(Beginning of DATA)

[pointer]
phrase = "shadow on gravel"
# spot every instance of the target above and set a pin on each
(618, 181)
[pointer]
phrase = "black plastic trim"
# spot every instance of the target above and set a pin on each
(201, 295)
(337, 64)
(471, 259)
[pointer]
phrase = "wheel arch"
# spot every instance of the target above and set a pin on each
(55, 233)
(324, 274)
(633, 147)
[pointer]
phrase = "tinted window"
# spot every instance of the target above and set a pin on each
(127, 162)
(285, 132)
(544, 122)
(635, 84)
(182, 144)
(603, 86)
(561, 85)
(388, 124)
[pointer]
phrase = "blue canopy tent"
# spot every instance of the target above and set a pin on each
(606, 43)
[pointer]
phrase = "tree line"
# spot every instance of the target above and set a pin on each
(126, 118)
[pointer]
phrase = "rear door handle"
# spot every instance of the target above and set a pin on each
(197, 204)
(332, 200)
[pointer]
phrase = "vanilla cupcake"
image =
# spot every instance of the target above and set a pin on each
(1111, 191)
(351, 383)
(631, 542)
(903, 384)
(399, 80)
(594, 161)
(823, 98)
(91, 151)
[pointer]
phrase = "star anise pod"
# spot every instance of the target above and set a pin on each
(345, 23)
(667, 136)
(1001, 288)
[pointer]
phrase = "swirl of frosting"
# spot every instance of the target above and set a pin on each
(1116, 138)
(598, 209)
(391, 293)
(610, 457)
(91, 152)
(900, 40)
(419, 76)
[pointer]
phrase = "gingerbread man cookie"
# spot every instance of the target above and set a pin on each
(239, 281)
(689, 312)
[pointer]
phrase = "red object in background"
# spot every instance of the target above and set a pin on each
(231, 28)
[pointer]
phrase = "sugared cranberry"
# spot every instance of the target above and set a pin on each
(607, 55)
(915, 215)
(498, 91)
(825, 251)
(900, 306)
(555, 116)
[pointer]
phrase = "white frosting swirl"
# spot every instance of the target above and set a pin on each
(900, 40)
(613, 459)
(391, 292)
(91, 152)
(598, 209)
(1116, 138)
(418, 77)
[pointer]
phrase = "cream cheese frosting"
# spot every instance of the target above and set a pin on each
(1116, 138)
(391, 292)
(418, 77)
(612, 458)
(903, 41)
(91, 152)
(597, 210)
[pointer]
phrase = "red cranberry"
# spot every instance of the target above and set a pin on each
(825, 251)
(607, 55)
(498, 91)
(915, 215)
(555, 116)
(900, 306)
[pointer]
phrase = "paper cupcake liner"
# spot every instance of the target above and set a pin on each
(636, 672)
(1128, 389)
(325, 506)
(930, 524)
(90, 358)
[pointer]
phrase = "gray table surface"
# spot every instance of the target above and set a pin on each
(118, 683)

(End of DATA)

> [WHAT THE TASK ASKS]:
Restate each of the entries above verbatim.

> [EXERCISE RESPONSE]:
[pointer]
phrase = "shadow on gravel"
# spot every instance of the target above and set a pin on each
(618, 181)
[pointer]
phrase = "black plastic trim"
# spot every instance of the target above and set a pin on each
(201, 295)
(337, 64)
(471, 259)
[pointer]
phrase = "wheel arch"
# spot every instance of the target above and set a pin on each
(55, 233)
(324, 274)
(633, 147)
[pointer]
phrase = "tinted window"
# spot every instance of the target above and set a pin on each
(127, 162)
(285, 132)
(544, 122)
(635, 84)
(182, 144)
(603, 86)
(561, 85)
(388, 124)
[pointer]
phrase = "blue canopy tent"
# spot every instance of the target above and set a pin on each
(606, 43)
[pointer]
phrase = "tree line"
# spot every instance of the target above and set a pin on each
(126, 118)
[pointer]
phrase = "rear door handle"
# spot every instance of the target above and set a pin on each
(197, 204)
(332, 200)
[pointer]
phrase = "vanilla cupcake"
image =
# spot every instance of the target above and set a pin on each
(1111, 191)
(351, 383)
(631, 542)
(903, 384)
(399, 80)
(594, 161)
(823, 98)
(91, 151)
[pointer]
phrase = "star anise pod"
# spot every instance of the target above and set a pin on each
(345, 23)
(667, 136)
(1001, 288)
[pointer]
phrase = "swirl of frosting"
# spot every instance of the target above and set a pin on each
(1116, 138)
(598, 209)
(391, 293)
(610, 457)
(91, 152)
(900, 40)
(419, 76)
[pointer]
phrase = "gingerbread man cookie"
# spot every instance of the target above and set a pin on each
(239, 281)
(689, 312)
[pointer]
phrase = "red object in background"
# spot every instance of the target above and set a pin on each
(231, 28)
[pointer]
phrase = "sugared cranberry"
# spot every instance of the target above and set a pin on each
(607, 55)
(915, 215)
(498, 91)
(825, 251)
(900, 306)
(555, 116)
[pointer]
phrase = "white frosting swirl"
# spot every instance of the target above and set a pin on each
(900, 40)
(613, 459)
(391, 292)
(91, 152)
(598, 209)
(1116, 138)
(418, 77)
[pointer]
phrase = "cream cheese frosting"
# spot every instance of the target above and set a pin on each
(1116, 138)
(391, 292)
(418, 77)
(612, 458)
(903, 41)
(91, 152)
(597, 210)
[pointer]
phrase = "red cranberry"
# spot every instance of the target above and set a pin on each
(825, 251)
(607, 55)
(498, 91)
(915, 215)
(555, 116)
(900, 306)
[pointer]
phrase = "paper cupcake liner"
# spot every instance of the target above and set a pin on each
(636, 672)
(1128, 389)
(325, 506)
(930, 524)
(90, 358)
[pointer]
phrase = "gray table surface"
# spot every instance of the target above and set a pin on each
(118, 683)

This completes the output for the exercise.